*** Opening INFORMATION PROVIDED ***
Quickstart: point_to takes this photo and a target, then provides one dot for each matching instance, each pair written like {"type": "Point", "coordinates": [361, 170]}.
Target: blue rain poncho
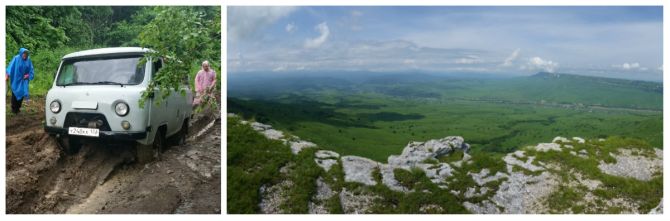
{"type": "Point", "coordinates": [15, 70]}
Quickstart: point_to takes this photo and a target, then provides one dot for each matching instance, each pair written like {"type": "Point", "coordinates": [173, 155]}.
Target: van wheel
{"type": "Point", "coordinates": [149, 153]}
{"type": "Point", "coordinates": [180, 137]}
{"type": "Point", "coordinates": [69, 145]}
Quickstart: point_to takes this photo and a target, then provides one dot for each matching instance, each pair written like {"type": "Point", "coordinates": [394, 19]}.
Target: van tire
{"type": "Point", "coordinates": [69, 145]}
{"type": "Point", "coordinates": [152, 152]}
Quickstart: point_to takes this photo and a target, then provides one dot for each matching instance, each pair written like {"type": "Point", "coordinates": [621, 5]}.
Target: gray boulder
{"type": "Point", "coordinates": [359, 169]}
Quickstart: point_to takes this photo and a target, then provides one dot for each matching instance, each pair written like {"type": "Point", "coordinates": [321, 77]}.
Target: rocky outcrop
{"type": "Point", "coordinates": [326, 159]}
{"type": "Point", "coordinates": [417, 152]}
{"type": "Point", "coordinates": [523, 186]}
{"type": "Point", "coordinates": [633, 165]}
{"type": "Point", "coordinates": [359, 169]}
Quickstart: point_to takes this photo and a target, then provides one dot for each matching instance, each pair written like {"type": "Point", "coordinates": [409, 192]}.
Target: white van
{"type": "Point", "coordinates": [96, 94]}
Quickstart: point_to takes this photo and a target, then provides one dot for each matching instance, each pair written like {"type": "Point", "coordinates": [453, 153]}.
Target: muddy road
{"type": "Point", "coordinates": [104, 178]}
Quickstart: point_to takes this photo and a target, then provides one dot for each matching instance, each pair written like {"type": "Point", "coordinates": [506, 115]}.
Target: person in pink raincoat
{"type": "Point", "coordinates": [205, 83]}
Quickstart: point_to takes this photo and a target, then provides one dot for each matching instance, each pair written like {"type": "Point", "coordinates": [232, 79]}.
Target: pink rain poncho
{"type": "Point", "coordinates": [205, 84]}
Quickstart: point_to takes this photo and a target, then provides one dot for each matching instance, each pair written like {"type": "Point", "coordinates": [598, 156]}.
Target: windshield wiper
{"type": "Point", "coordinates": [108, 82]}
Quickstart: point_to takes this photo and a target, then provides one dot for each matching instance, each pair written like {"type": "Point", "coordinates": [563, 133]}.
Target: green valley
{"type": "Point", "coordinates": [375, 114]}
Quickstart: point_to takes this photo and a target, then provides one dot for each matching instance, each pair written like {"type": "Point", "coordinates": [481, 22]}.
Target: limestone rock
{"type": "Point", "coordinates": [297, 146]}
{"type": "Point", "coordinates": [482, 177]}
{"type": "Point", "coordinates": [437, 173]}
{"type": "Point", "coordinates": [326, 164]}
{"type": "Point", "coordinates": [417, 152]}
{"type": "Point", "coordinates": [544, 147]}
{"type": "Point", "coordinates": [561, 139]}
{"type": "Point", "coordinates": [323, 193]}
{"type": "Point", "coordinates": [524, 194]}
{"type": "Point", "coordinates": [485, 207]}
{"type": "Point", "coordinates": [634, 166]}
{"type": "Point", "coordinates": [323, 154]}
{"type": "Point", "coordinates": [511, 161]}
{"type": "Point", "coordinates": [388, 178]}
{"type": "Point", "coordinates": [356, 203]}
{"type": "Point", "coordinates": [658, 209]}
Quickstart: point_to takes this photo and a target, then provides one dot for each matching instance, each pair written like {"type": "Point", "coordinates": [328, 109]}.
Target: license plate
{"type": "Point", "coordinates": [89, 132]}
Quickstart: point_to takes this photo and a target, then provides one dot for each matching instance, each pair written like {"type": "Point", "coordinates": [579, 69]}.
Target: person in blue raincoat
{"type": "Point", "coordinates": [19, 73]}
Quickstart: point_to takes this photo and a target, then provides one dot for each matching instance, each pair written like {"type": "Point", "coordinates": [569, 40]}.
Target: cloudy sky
{"type": "Point", "coordinates": [623, 42]}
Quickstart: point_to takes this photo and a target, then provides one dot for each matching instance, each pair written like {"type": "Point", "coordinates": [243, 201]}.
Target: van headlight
{"type": "Point", "coordinates": [121, 109]}
{"type": "Point", "coordinates": [54, 107]}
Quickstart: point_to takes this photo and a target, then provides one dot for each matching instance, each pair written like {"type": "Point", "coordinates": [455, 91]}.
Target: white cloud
{"type": "Point", "coordinates": [290, 27]}
{"type": "Point", "coordinates": [537, 63]}
{"type": "Point", "coordinates": [633, 66]}
{"type": "Point", "coordinates": [244, 22]}
{"type": "Point", "coordinates": [511, 57]}
{"type": "Point", "coordinates": [324, 32]}
{"type": "Point", "coordinates": [470, 59]}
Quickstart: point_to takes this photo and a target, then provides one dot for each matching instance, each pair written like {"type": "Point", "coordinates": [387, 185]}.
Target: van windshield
{"type": "Point", "coordinates": [114, 70]}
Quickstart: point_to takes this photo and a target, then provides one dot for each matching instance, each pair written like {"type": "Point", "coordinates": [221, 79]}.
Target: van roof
{"type": "Point", "coordinates": [107, 51]}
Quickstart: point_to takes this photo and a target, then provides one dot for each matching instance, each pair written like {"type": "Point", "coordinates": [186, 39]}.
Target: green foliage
{"type": "Point", "coordinates": [252, 160]}
{"type": "Point", "coordinates": [182, 36]}
{"type": "Point", "coordinates": [317, 108]}
{"type": "Point", "coordinates": [648, 193]}
{"type": "Point", "coordinates": [50, 32]}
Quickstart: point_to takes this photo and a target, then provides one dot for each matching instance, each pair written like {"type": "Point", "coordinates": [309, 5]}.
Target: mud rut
{"type": "Point", "coordinates": [104, 178]}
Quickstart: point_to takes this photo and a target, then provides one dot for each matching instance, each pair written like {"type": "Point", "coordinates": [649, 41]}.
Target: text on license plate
{"type": "Point", "coordinates": [89, 132]}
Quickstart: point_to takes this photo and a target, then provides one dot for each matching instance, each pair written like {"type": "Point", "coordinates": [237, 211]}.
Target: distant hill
{"type": "Point", "coordinates": [543, 87]}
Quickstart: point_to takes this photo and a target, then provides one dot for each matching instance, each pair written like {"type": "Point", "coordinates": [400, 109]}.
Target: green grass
{"type": "Point", "coordinates": [375, 120]}
{"type": "Point", "coordinates": [491, 127]}
{"type": "Point", "coordinates": [648, 193]}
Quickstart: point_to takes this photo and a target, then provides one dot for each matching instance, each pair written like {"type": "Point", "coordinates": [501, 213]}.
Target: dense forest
{"type": "Point", "coordinates": [188, 35]}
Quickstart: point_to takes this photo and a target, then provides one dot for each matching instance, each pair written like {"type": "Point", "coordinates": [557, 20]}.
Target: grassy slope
{"type": "Point", "coordinates": [491, 127]}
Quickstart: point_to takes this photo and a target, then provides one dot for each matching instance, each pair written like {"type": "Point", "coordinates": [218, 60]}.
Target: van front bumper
{"type": "Point", "coordinates": [106, 135]}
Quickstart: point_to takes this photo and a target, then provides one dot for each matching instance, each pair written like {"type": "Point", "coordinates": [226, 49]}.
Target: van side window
{"type": "Point", "coordinates": [157, 65]}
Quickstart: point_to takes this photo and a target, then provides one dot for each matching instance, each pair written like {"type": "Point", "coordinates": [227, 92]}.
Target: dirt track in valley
{"type": "Point", "coordinates": [104, 178]}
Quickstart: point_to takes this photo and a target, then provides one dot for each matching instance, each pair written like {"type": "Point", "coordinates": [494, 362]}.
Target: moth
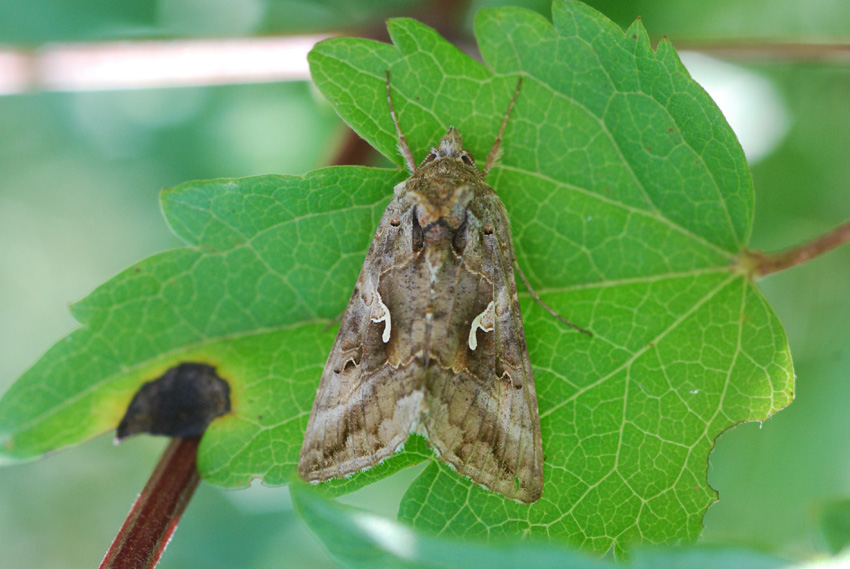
{"type": "Point", "coordinates": [432, 340]}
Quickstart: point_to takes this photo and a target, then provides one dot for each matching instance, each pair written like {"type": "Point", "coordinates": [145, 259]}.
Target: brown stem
{"type": "Point", "coordinates": [154, 516]}
{"type": "Point", "coordinates": [755, 49]}
{"type": "Point", "coordinates": [760, 264]}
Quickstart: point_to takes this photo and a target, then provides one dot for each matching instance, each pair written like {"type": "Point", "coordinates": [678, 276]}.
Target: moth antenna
{"type": "Point", "coordinates": [402, 142]}
{"type": "Point", "coordinates": [546, 306]}
{"type": "Point", "coordinates": [494, 154]}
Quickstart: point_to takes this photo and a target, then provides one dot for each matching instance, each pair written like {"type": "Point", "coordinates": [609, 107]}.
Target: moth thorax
{"type": "Point", "coordinates": [444, 206]}
{"type": "Point", "coordinates": [451, 145]}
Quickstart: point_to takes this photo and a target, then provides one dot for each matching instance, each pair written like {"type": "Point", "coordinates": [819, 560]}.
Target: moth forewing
{"type": "Point", "coordinates": [432, 339]}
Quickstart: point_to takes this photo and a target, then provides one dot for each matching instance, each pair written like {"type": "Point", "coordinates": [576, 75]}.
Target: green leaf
{"type": "Point", "coordinates": [630, 201]}
{"type": "Point", "coordinates": [358, 539]}
{"type": "Point", "coordinates": [835, 524]}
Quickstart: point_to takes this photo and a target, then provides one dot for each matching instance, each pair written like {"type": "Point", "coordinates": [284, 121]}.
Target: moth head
{"type": "Point", "coordinates": [451, 146]}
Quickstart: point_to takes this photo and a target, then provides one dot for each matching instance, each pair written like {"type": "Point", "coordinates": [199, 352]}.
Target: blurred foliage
{"type": "Point", "coordinates": [78, 202]}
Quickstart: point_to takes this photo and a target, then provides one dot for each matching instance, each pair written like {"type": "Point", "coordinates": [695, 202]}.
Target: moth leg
{"type": "Point", "coordinates": [546, 306]}
{"type": "Point", "coordinates": [493, 155]}
{"type": "Point", "coordinates": [402, 142]}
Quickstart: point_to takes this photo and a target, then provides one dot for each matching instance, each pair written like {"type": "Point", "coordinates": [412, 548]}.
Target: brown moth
{"type": "Point", "coordinates": [432, 339]}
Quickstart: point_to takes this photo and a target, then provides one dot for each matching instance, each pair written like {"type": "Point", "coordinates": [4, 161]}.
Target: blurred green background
{"type": "Point", "coordinates": [79, 180]}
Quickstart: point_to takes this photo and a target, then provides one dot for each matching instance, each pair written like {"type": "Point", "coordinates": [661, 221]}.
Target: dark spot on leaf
{"type": "Point", "coordinates": [181, 403]}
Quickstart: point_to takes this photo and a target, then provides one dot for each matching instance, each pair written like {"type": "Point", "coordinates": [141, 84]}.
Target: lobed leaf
*** Closing INFORMATION PROVIDED ***
### [TASK ITEM]
Print each line, starting with the one that contains "Target: blurred foliage" and ending with the last line of the data, exactly as it stands and with no other lines.

### [SOLUTION FOR THIS PROBLEM]
Target: blurred foliage
{"type": "Point", "coordinates": [78, 202]}
Quickstart: point_to takes this photo and a target, then provides one dot for each matching instance, each pair written like {"type": "Point", "coordinates": [695, 202]}.
Target: moth leg
{"type": "Point", "coordinates": [546, 306]}
{"type": "Point", "coordinates": [493, 155]}
{"type": "Point", "coordinates": [402, 142]}
Quickstart: point_to takes this photo and a target, then provides one dot for each matching instance, each pair written like {"type": "Point", "coordinates": [412, 548]}.
Target: brown moth
{"type": "Point", "coordinates": [432, 339]}
Quickstart: point_to takes this photo and a target, then provides one dot for each matching instance, each pair written like {"type": "Point", "coordinates": [4, 161]}.
Target: blurred green background
{"type": "Point", "coordinates": [79, 180]}
Quickstart: point_to takes this photo and a target, then provides one dot for each matching instance, each pair written like {"type": "Point", "coordinates": [661, 221]}.
Target: dark spot on leaf
{"type": "Point", "coordinates": [181, 403]}
Quickstart: point_to takes this photo and a target, then provides one dot for each matching instance, each pair written like {"type": "Point", "coordinates": [141, 84]}.
Target: lobed leaf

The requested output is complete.